- [Work instructions] Omit any picture, and return the remaining data exactly as written.

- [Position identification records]
______________________________
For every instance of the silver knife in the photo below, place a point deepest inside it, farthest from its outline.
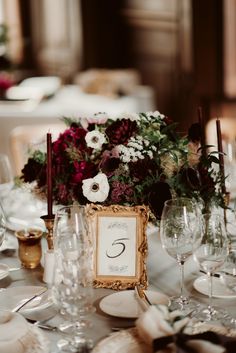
(28, 300)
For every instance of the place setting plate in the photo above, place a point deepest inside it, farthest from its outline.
(219, 289)
(124, 305)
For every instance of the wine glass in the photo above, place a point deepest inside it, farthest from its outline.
(6, 175)
(72, 288)
(180, 232)
(2, 225)
(228, 277)
(210, 256)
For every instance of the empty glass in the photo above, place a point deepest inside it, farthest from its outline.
(180, 232)
(210, 256)
(72, 288)
(6, 175)
(2, 225)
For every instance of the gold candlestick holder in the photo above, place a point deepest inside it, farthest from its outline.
(49, 223)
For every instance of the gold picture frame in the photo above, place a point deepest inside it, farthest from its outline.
(119, 237)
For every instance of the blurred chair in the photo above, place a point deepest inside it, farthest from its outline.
(228, 130)
(27, 138)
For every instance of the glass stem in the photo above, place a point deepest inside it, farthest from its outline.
(181, 264)
(210, 308)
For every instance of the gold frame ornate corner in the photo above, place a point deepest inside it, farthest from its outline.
(104, 223)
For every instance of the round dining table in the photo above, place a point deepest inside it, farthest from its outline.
(162, 273)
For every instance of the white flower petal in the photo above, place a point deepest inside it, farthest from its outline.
(96, 189)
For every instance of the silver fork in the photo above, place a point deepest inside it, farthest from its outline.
(142, 297)
(42, 325)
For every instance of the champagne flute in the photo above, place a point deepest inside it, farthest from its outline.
(210, 256)
(2, 225)
(72, 288)
(180, 232)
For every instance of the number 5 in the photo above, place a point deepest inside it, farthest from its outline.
(119, 243)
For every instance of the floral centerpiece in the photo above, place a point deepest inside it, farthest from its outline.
(133, 159)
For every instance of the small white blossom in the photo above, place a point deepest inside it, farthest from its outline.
(95, 139)
(96, 189)
(130, 116)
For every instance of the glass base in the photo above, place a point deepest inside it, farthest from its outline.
(210, 314)
(184, 304)
(75, 344)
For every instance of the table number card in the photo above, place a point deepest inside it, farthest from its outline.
(119, 237)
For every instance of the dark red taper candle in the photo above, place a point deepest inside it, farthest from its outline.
(49, 174)
(221, 155)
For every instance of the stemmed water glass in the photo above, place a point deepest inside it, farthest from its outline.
(210, 256)
(72, 288)
(180, 232)
(2, 225)
(6, 175)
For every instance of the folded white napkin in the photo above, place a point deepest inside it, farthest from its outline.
(18, 336)
(157, 322)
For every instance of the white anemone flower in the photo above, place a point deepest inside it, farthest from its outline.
(95, 139)
(96, 189)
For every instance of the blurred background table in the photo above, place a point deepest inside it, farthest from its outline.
(69, 101)
(163, 276)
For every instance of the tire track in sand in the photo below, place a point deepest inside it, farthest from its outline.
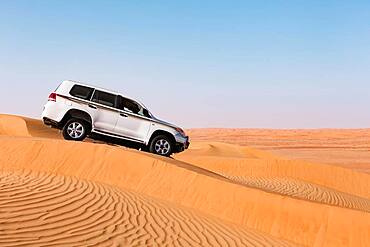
(40, 209)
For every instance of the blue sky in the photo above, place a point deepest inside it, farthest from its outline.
(275, 64)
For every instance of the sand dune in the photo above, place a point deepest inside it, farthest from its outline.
(41, 209)
(249, 194)
(347, 148)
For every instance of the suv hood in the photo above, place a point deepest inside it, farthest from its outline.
(164, 123)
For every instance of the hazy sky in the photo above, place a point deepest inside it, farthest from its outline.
(278, 64)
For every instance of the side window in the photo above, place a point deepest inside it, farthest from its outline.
(104, 98)
(81, 92)
(133, 107)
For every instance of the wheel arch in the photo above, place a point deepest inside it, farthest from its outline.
(162, 132)
(75, 113)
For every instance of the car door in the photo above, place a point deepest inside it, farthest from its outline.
(132, 122)
(106, 115)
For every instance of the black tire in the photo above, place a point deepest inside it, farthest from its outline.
(78, 133)
(161, 145)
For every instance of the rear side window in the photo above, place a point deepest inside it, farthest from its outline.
(81, 92)
(104, 98)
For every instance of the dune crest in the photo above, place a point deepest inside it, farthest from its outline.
(244, 188)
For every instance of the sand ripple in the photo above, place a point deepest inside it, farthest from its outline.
(41, 209)
(304, 190)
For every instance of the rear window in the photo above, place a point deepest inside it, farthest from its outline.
(104, 98)
(81, 92)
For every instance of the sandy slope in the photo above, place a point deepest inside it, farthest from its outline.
(251, 193)
(348, 148)
(43, 209)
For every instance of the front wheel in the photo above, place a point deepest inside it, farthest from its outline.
(161, 145)
(75, 129)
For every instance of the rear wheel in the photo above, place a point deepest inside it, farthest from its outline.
(161, 145)
(75, 129)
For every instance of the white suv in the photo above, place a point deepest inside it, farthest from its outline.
(80, 110)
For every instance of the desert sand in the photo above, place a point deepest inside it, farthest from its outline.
(62, 193)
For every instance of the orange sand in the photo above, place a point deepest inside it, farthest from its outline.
(349, 148)
(72, 193)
______________________________
- [Written answer]
For every instance of the silver knife in the photo below, place a point deepest inside it, farthest from its outline.
(28, 300)
For every instance of the place setting plate in the photo above, place a point deepest inside it, farthest from its outline.
(219, 289)
(124, 305)
For every instance of the wine glass in the photo above, place a point deepest inside it, farthest from its outline.
(6, 175)
(72, 288)
(180, 232)
(2, 225)
(228, 277)
(210, 256)
For every instance of the empty glass in the photo above, place a point deepest inside it, farthest from its outline.
(180, 232)
(210, 256)
(72, 288)
(6, 175)
(2, 225)
For every instance of the gold candlestick holder in the photo above, place a point deepest inside it, farthest from its outline.
(49, 223)
For every instance of the gold picture frame in the photo above, place a point deepest inside it, farthest from its outline.
(119, 237)
For every instance of the blurred chair in the photo above, place a point deepest inside it, farthest from its outline.
(228, 130)
(27, 138)
For every instance of the glass stem in the photo above, place a point deepest inside it, farthest from its outline.
(181, 264)
(210, 308)
For every instance of the gold frame ornate corner in the photo above, place a point deepest inside it, farthest from its outline.
(104, 223)
For every instance of the round dining table in the photo above, place a point deepest inside it, farthest from its outline.
(162, 273)
For every instance of the white flower petal in the photo above, place a point deepest inside it, farthest from its outline.
(96, 189)
For every instance of the silver fork in the photo above, place a point deepest inside it, farthest from its outline.
(142, 297)
(42, 325)
For every instance of the champagne flute in the photo above, place a point deepest inside it, farthest from its outline.
(210, 256)
(2, 225)
(72, 288)
(180, 232)
For every instance of the number 5 in the photo above, place a point deepest inside it, farthest from its outline.
(119, 243)
For every instance of the floral centerpiece in the photo above, place a point deepest inside it, farthest from its outline.
(133, 159)
For every instance of the small white blossom in the photo above, place a point deepest inside it, farthest from its outline.
(95, 139)
(96, 189)
(130, 116)
For every instance of the glass base in the photo above, place a point deepest inside it, farthest from its outline.
(210, 314)
(184, 304)
(75, 344)
For every instance of the table number card in the photo above, place a point deepest inside it, farthest from its outline.
(119, 237)
For every instance of the dark red taper candle in the photo above, place a point deepest inside it, farthest from its outline.
(49, 174)
(221, 155)
For every instance of the stemmed water glass in the photo above, place a point deepest inside it, farthest from its outline.
(210, 256)
(72, 288)
(180, 232)
(2, 225)
(6, 175)
For every instance of the folded white napkin in the photo above, place a point deepest inside it, farthest from its outline.
(18, 336)
(157, 322)
For every instance of the white anemone flower in the photo above, place a point deepest inside it, farthest from its outline.
(95, 139)
(96, 189)
For every instance of the blurred background table in the photo above, place a point deepest inside it, farthest from its outline.
(69, 101)
(163, 276)
For every instance of the tire track in sand in the photo below, place a point deepest inside it, farthest from its outline.
(40, 209)
For every instance of the blue sky in the photo above, place a point deepest inside it, farthest from its outline.
(275, 64)
For every instance of the sand dune in the photo above, place a point deepest inside it, farthest from its outline.
(41, 209)
(249, 194)
(347, 148)
For every instance of the suv hood in the photo above, place a point deepest inside it, farthest from its outline.
(164, 123)
For every instance of the hazy sky in the photo above, place a point deepest inside it, farthest from its outline.
(278, 64)
For every instance of the side window in the photo above, place a point deepest inside it, farthest from its outline.
(104, 98)
(81, 92)
(133, 107)
For every instance of the wheel arch in the photo above, place a point deepest inside it, farthest from its outline.
(162, 132)
(75, 113)
For every instance of the car door in the photo above, place a point deepest inside it, farthest from its outline.
(132, 122)
(106, 115)
For every instance of the black tire in the photo above, place a point deepest inside it, farthest from its outline.
(78, 133)
(161, 145)
For every instance of the rear side window in the photo above, place a point deepest inside it, farthest from its outline.
(81, 92)
(104, 98)
For every instance of the dune crest in the photo above, place a point deepest inside it, farthest from its outline.
(244, 188)
For every instance of the sand ripple in the photo above, place a point deepest inside it, farthest from its outline.
(41, 209)
(304, 190)
For every instance of the rear window in the photo above, place a point deepest inside it, farthest from its outline.
(104, 98)
(81, 92)
For every instance of the sandy slope in the photo above, place a point deepest inside it, farthest from its outline.
(251, 193)
(348, 148)
(43, 209)
For every instance of the front wheel in the photo above, place a point deepest inside it, farthest from its outline.
(161, 145)
(75, 129)
For every instance of the rear wheel in the photo above, place a point deepest inside it, farthest from its outline.
(161, 145)
(75, 129)
For every instance of the white suv in the photo above, place a point deepest inside it, farthest from its outline.
(80, 110)
For every instance of the desert sand in the photo above, place a point deepest inside it, farthest from its outline.
(62, 193)
For every instance of the orange sand in the photo above, place a point deepest inside it, farthest from its outline.
(349, 148)
(72, 193)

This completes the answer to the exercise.